#### WHAT YOU SHOULD DO:
Would you please transcribe the records below from the line with "Locate a point" through their final line, exactly and with no other lines?

#### DATA SECTION:
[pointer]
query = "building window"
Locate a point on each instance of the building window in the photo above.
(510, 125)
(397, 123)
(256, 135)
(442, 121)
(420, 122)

#### TASK RESULT:
Locate a point on each instance of the building window in the photo above.
(510, 125)
(397, 123)
(256, 135)
(442, 121)
(420, 122)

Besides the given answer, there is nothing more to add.